— Begin Records to use —

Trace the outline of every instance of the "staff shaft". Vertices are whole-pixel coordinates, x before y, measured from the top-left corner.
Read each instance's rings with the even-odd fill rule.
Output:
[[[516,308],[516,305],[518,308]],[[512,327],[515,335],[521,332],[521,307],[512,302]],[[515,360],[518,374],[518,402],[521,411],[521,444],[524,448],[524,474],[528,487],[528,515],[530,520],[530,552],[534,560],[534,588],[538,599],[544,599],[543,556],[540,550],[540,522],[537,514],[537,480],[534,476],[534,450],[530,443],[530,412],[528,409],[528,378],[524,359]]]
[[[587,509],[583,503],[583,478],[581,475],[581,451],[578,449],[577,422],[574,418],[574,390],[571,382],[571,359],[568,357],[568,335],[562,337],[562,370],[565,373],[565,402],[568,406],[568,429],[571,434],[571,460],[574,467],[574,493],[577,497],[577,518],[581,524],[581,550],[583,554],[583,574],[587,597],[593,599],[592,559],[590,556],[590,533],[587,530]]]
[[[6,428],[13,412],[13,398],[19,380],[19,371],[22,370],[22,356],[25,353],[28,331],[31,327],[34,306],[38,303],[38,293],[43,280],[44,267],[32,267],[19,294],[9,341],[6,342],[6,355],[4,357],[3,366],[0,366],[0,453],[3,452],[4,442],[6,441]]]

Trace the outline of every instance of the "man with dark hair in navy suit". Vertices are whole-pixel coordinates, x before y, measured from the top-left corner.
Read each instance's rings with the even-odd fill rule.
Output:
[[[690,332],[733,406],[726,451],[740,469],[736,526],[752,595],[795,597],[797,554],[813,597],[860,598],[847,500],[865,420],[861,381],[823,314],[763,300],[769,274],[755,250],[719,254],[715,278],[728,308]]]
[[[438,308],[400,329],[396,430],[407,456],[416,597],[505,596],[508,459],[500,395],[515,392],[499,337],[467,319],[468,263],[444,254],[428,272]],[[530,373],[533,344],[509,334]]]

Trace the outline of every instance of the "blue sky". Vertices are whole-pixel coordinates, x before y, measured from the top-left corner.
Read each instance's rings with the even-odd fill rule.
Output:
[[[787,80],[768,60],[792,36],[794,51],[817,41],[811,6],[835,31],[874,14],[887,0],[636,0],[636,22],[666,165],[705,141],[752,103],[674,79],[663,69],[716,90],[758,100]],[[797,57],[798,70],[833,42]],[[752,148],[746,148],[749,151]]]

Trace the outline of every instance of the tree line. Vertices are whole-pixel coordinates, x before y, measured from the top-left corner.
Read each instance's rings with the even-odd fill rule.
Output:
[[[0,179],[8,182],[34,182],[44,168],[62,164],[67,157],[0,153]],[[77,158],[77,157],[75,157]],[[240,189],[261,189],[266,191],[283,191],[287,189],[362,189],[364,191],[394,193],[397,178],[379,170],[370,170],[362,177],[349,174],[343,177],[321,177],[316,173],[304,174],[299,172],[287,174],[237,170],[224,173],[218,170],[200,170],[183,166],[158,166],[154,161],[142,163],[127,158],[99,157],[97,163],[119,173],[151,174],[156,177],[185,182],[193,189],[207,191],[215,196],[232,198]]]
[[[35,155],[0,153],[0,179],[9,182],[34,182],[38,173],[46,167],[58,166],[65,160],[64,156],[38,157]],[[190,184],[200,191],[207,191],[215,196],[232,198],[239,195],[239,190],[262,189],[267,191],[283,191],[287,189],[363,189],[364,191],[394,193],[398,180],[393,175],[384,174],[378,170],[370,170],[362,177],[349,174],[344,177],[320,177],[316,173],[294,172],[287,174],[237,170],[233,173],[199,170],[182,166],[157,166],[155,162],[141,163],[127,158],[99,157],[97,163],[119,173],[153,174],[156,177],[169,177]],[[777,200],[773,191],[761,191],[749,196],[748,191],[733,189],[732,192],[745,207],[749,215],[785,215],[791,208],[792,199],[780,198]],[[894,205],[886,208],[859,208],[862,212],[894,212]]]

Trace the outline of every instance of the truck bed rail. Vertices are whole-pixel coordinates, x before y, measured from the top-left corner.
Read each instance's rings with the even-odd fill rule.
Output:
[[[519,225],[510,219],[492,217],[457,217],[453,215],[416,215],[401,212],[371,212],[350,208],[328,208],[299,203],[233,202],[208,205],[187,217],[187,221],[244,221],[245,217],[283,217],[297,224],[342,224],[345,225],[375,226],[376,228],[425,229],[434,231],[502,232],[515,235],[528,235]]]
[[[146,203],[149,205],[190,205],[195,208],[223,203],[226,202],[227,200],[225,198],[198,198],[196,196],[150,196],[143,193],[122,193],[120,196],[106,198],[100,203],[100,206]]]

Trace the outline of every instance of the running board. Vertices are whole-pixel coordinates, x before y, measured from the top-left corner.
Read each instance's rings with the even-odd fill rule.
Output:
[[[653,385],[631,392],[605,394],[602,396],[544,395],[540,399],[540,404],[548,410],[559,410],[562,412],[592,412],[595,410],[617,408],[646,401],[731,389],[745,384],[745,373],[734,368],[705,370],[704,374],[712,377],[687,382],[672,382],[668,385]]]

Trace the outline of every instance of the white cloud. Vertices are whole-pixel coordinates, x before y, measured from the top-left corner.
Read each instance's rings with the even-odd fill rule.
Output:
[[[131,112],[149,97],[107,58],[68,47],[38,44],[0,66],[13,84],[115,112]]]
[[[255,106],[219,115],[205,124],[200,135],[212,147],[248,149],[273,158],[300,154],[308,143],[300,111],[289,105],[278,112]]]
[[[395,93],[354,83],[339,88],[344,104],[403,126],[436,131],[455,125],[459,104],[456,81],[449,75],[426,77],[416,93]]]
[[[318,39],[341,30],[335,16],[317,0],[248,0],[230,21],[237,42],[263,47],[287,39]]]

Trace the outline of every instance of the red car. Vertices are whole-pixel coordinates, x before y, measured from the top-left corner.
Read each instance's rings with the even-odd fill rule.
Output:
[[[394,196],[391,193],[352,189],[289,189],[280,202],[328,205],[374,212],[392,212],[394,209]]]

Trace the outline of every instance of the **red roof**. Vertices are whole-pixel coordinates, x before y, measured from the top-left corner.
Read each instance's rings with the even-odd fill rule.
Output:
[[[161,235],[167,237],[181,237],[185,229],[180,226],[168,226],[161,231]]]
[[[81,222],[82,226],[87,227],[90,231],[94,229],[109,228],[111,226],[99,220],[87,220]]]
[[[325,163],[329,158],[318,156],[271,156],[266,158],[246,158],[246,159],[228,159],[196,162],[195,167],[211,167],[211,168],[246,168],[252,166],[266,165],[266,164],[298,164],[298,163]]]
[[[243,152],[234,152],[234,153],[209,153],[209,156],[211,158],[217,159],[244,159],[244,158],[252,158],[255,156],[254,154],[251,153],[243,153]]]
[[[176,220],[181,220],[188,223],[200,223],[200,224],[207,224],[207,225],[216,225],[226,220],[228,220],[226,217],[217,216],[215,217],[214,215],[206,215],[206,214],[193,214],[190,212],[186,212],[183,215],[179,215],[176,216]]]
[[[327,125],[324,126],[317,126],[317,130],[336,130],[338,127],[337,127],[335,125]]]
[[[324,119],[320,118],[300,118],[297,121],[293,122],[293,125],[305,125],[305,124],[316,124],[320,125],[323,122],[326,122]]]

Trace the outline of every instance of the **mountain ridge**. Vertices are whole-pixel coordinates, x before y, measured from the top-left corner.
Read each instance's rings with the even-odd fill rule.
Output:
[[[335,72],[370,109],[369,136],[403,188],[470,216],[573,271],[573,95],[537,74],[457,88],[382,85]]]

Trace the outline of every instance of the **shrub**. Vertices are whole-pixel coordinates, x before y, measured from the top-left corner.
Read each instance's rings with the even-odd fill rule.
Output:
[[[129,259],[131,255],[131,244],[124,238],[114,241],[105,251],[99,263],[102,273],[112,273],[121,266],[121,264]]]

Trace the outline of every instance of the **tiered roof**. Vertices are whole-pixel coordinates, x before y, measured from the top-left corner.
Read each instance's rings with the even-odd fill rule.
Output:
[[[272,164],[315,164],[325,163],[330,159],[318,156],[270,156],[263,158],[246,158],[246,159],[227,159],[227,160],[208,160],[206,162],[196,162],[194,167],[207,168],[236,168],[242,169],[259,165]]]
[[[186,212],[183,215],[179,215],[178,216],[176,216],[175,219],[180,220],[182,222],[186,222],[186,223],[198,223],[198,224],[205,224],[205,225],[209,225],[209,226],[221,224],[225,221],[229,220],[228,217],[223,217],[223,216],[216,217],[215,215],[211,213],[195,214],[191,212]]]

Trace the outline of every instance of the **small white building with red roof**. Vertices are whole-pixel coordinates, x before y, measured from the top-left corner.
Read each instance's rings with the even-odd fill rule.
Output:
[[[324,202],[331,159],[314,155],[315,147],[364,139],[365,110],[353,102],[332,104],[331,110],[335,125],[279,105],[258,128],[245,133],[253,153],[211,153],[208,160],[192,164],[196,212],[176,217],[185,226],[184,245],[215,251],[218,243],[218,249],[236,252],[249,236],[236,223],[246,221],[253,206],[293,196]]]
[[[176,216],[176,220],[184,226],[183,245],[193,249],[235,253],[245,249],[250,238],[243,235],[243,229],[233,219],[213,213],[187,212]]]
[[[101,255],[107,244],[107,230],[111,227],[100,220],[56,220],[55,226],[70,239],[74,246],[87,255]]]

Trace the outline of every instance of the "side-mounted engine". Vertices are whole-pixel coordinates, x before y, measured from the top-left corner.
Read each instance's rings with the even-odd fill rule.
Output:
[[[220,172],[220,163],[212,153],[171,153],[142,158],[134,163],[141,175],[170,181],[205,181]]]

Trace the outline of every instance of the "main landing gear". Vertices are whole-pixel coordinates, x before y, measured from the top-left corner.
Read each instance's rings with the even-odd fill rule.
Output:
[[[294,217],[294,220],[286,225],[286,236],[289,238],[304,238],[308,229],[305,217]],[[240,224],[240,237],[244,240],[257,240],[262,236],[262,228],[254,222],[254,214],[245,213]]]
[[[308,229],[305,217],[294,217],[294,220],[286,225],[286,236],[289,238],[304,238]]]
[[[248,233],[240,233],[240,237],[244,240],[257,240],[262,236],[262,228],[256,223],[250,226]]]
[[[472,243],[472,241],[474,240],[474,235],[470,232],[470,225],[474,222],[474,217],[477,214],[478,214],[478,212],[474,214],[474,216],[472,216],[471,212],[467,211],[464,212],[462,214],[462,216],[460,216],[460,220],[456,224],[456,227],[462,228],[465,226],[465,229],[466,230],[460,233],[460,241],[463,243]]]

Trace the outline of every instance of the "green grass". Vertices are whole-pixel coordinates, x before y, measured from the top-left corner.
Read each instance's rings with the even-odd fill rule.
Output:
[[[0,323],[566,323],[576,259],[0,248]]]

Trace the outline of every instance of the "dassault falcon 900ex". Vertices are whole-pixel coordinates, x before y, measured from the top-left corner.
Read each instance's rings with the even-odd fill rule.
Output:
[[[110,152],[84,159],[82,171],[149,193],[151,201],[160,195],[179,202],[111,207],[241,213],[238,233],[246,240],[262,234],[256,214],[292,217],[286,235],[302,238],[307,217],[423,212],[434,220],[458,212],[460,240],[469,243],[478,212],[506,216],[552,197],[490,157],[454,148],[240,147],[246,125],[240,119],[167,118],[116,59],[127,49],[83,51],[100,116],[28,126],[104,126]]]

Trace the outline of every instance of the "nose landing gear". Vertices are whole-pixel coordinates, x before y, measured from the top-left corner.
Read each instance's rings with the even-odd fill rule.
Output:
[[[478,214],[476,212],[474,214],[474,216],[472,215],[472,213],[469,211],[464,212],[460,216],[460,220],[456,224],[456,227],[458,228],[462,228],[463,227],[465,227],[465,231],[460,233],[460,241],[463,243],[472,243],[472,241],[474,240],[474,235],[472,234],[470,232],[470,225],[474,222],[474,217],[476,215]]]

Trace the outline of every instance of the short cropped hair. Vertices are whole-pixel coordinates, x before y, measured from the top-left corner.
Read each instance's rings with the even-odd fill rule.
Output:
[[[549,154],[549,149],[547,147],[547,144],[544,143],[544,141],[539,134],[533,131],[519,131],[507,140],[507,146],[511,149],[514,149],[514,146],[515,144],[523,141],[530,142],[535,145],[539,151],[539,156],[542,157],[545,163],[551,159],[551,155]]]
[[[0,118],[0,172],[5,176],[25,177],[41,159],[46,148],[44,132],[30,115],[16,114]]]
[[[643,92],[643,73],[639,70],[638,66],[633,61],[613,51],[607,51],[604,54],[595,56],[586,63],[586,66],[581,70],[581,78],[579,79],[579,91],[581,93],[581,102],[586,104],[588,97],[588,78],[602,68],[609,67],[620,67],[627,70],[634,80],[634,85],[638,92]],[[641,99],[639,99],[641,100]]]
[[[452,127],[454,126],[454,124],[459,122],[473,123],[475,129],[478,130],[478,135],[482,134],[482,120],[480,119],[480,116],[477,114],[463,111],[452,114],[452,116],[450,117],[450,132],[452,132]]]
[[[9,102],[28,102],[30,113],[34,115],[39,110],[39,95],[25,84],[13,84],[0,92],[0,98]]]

— End Records to use —

Only the lines from the one that contains "Trace the outline of every instance of the short" through the last line should be repeated, each exactly as it stands, with both ends included.

Trace the outline of every instance of the short cropped hair. Vertices are whole-pixel coordinates, x before y, measured from the top-left corner.
Read each instance's rings with the even-odd fill rule.
Output:
[[[549,154],[549,149],[547,147],[547,144],[544,143],[544,141],[539,134],[533,131],[519,131],[507,140],[507,146],[511,149],[514,149],[514,146],[515,144],[523,141],[530,142],[535,145],[539,151],[539,156],[542,157],[545,163],[551,159],[551,155]]]
[[[0,118],[0,172],[5,176],[25,177],[41,159],[46,148],[44,132],[30,115],[16,114]]]
[[[643,92],[643,73],[639,70],[638,66],[633,61],[613,51],[607,51],[604,54],[595,56],[586,63],[586,66],[581,70],[581,78],[579,79],[579,91],[581,93],[581,102],[586,104],[588,97],[588,78],[602,68],[609,67],[620,67],[627,70],[634,80],[634,85],[638,92]],[[641,99],[639,99],[641,100]]]
[[[452,127],[454,126],[454,124],[459,122],[473,123],[475,129],[478,130],[478,135],[482,134],[482,120],[480,119],[480,116],[477,114],[463,111],[452,114],[452,116],[450,117],[450,132],[452,132]]]
[[[9,102],[28,102],[30,113],[34,115],[39,110],[39,95],[25,84],[13,84],[0,92],[0,98]]]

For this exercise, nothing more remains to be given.